» Exercise directions: Copy out the records from the line that contains "the rear bumper." through the line that contains "[1096,422,1124,480]", requests included. Offset every bounding-box coordinate in the answers by adding 5.

-- start of Task material --

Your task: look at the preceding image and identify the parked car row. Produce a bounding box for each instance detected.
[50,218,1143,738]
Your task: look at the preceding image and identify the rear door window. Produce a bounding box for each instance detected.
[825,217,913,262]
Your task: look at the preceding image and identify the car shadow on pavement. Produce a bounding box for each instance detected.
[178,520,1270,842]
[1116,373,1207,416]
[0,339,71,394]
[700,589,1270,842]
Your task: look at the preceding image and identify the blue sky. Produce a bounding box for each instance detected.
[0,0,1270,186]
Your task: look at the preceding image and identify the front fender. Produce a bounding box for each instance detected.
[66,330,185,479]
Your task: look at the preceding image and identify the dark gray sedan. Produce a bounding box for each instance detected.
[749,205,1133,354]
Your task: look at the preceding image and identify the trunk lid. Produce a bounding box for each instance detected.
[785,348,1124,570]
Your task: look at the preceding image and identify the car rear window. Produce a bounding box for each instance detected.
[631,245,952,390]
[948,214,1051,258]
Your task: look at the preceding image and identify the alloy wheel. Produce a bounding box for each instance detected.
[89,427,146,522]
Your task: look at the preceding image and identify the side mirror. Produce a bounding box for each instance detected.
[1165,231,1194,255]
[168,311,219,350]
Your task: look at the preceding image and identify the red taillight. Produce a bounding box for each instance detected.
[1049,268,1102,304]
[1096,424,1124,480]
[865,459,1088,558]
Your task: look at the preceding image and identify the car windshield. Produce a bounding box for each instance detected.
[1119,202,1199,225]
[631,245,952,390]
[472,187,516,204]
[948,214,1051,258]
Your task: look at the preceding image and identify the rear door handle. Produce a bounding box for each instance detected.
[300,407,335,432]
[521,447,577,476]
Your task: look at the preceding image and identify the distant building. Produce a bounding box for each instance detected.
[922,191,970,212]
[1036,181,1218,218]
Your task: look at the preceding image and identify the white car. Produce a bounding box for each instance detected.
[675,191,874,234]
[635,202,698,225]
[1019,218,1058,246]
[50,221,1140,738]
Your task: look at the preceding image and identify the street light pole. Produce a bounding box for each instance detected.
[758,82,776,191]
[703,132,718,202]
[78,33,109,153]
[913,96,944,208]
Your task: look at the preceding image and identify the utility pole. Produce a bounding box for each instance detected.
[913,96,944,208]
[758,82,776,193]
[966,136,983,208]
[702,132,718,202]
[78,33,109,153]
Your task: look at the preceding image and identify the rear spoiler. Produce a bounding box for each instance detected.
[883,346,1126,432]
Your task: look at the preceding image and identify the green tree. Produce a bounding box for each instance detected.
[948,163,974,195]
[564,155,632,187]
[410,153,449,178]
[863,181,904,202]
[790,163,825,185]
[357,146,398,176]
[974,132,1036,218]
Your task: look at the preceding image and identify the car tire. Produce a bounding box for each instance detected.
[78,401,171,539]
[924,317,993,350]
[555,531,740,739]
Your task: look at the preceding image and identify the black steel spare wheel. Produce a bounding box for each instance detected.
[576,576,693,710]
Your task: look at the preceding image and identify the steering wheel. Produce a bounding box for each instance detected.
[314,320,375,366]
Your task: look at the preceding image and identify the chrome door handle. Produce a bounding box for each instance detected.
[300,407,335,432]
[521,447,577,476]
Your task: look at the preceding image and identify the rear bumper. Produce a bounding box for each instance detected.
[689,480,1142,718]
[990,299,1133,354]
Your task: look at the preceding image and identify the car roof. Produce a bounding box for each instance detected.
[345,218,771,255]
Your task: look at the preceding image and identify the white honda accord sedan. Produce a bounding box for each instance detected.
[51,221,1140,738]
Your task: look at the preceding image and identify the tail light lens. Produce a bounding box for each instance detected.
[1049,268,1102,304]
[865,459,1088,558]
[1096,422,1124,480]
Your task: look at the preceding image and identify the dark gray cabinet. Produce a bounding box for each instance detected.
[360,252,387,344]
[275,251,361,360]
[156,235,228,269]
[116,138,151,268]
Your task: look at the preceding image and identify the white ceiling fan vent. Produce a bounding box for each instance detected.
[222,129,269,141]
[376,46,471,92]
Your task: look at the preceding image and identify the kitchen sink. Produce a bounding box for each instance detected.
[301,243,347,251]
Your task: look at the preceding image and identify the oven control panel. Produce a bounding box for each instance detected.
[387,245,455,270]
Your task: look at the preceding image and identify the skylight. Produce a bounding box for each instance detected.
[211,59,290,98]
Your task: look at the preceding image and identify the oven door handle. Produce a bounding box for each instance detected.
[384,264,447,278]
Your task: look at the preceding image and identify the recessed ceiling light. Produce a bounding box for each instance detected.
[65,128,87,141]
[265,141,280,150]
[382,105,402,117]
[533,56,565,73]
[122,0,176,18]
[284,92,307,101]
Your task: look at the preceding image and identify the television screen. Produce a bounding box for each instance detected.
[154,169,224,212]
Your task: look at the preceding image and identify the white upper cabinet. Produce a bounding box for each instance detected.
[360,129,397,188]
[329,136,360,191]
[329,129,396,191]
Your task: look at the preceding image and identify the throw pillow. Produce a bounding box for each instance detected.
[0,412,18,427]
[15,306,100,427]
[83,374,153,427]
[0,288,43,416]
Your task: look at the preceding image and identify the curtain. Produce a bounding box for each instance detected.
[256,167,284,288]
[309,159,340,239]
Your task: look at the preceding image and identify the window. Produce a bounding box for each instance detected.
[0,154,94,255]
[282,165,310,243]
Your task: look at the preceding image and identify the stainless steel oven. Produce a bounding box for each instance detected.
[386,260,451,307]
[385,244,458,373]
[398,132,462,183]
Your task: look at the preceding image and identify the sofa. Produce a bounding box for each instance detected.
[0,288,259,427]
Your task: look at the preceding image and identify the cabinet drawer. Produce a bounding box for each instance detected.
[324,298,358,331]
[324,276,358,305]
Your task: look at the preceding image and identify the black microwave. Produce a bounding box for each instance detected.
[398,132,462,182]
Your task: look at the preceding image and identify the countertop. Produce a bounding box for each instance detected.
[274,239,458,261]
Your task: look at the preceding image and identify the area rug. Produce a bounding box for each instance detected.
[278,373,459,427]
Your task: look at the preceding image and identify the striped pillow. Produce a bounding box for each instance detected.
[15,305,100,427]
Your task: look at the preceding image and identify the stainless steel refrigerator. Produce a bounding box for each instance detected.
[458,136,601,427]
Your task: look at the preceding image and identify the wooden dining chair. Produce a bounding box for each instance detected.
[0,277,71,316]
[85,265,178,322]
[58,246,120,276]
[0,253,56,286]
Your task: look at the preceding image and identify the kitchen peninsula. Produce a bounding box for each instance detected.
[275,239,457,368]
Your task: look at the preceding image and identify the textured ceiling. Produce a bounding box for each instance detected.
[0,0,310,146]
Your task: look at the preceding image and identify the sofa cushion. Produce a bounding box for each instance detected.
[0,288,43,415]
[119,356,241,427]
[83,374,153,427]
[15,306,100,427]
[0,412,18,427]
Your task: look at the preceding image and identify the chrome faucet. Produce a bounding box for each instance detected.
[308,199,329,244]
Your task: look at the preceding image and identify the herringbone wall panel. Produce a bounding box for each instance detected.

-- end of Task material --

» Full answer:
Your task: look at the preceding image and identify the rear bumper. Produce a bounding box for each instance detected.
[694,485,1147,723]
[995,304,1138,359]
Your task: look at the preceding image and identify the car roof. Produce a bounding box for each instance detected.
[350,223,776,260]
Your task: look at the preceding image and identify the white honda accord sedan. Produce a bounding box for each instance detected.
[56,226,1145,743]
Your task: look at the preceding image and identify the tail light lens. Produce a bounding box for each instance detected.
[1054,273,1107,309]
[870,464,1093,563]
[1101,427,1129,485]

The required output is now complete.